Presenter: Alexandra K. Hartman, Biology (Neurobiology)
Poster: B-4
Mentor: Michael Wehr, Institute of Neuroscience
Mammalian sensory systems detect relevant stimuli with remarkable sensitivity. This holds true in both high-and low-contrast sensory environments—that is, both when the signal an organism is trying to isolate (say, a pure tone or a visual object) is the strongest signal detected, or is detected in the context of irrelevant signals of equal intensity. The firing rate (‘output’) of a typical auditory neuron increases with stimulus intensity (‘input’). The rate-intensity function is not fixed: gain adjustments—an increase or decrease in response magnitude, relative to baseline—depend on the context in which the stimulus is presented. Contextual gain modulation is thought to be regulated by synaptic input from inhibitory interneurons, but little is known about the connection patterns and cell types that enable it. We use optogenetic tools to address this. Archaerhodopsin is a proton pump activated by yellow-green light. When illuminated, these pumps generate dramatic outward currents that hyperpolarize —or ‘silence’—the neurons in which they are expressed. We will obtain in-vivo recordings from single units in the auditory cortex of anesthetized transgenic mice, in which Archaerhodopsin is expressed in conjunction with Parvalbumin, a protein specific to cortical GABAergic interneurons. The shift in the rate-intensity function of pyramidal cells—before and after Parvalbumin interneurons are dropped from the network—will reveal the physical target(s) of synaptic inhibition.

Questions to answer:
[1] List every word the abstract sets in single quotation marks.
[2] Answer from the abstract:
(a) What is the poster number?
(b) What kind of light activates Archaerhodopsin?
(c) In what part of the brain will the single-unit recordings be made?
[3] Does each statement agree with the abstract? Answer yes or no and quote the deciding words.
(a) The mentor is affiliated with the Institute of Neuroscience.
(b) The rate-intensity function stays fixed.
(c) The recordings will be taken from awake mice.
The rows come from a different source than the abstract.

Extracted data:
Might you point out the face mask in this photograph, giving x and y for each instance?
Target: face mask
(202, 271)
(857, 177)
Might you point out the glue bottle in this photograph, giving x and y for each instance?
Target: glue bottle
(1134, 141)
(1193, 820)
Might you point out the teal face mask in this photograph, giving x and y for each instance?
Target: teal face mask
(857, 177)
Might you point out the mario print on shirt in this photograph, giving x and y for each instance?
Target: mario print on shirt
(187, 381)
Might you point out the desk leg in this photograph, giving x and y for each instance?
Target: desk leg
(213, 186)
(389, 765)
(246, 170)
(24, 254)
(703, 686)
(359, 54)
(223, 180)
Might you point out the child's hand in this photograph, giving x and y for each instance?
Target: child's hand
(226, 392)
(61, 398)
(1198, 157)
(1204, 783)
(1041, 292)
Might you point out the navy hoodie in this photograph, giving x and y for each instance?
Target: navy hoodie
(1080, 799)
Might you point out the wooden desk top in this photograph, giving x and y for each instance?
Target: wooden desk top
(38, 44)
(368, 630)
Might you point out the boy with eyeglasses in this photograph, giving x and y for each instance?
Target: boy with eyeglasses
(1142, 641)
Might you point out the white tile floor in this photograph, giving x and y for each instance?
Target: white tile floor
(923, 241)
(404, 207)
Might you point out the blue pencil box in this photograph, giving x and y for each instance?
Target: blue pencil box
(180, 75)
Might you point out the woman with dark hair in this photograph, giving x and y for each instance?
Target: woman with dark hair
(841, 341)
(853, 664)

Responses to the tasks:
[1] ‘output’, ‘input’, ‘silence’

[2]
(a) B-4
(b) Yellow-green light
(c) The auditory cortex

[3]
(a) Yes: "Mentor: Michael Wehr, Institute of Neuroscience"
(b) No: "The rate-intensity function is not fixed"
(c) No: "in the auditory cortex of anesthetized transgenic mice"